═══ Task material ═══

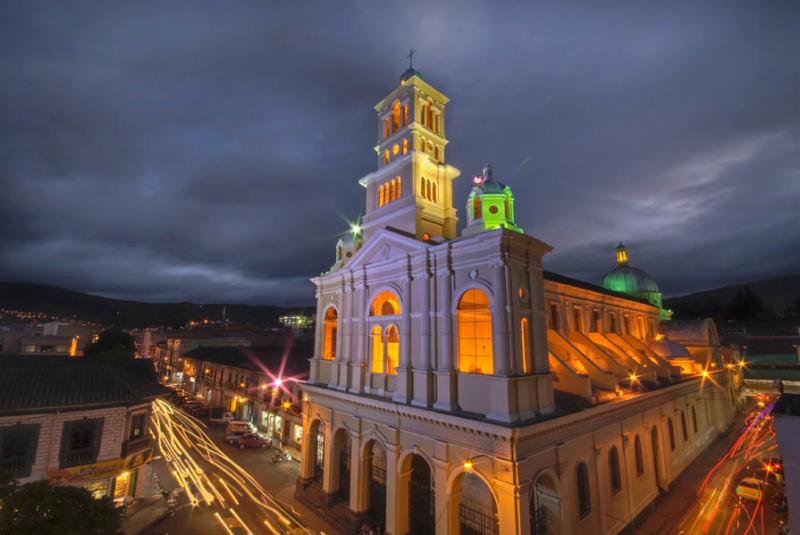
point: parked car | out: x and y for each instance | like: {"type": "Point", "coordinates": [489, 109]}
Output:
{"type": "Point", "coordinates": [750, 488]}
{"type": "Point", "coordinates": [224, 418]}
{"type": "Point", "coordinates": [254, 440]}
{"type": "Point", "coordinates": [240, 425]}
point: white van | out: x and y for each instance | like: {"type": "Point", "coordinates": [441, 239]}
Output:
{"type": "Point", "coordinates": [240, 426]}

═══

## What you will do
Write the data above out exactly. Leave out any pictures.

## Response to the exercise
point: parked car | out: x and y for each instance | like: {"type": "Point", "coordinates": [489, 109]}
Output:
{"type": "Point", "coordinates": [750, 488]}
{"type": "Point", "coordinates": [224, 418]}
{"type": "Point", "coordinates": [254, 440]}
{"type": "Point", "coordinates": [240, 425]}
point: white van | out: x and y for each instance | like: {"type": "Point", "coordinates": [441, 239]}
Output:
{"type": "Point", "coordinates": [240, 426]}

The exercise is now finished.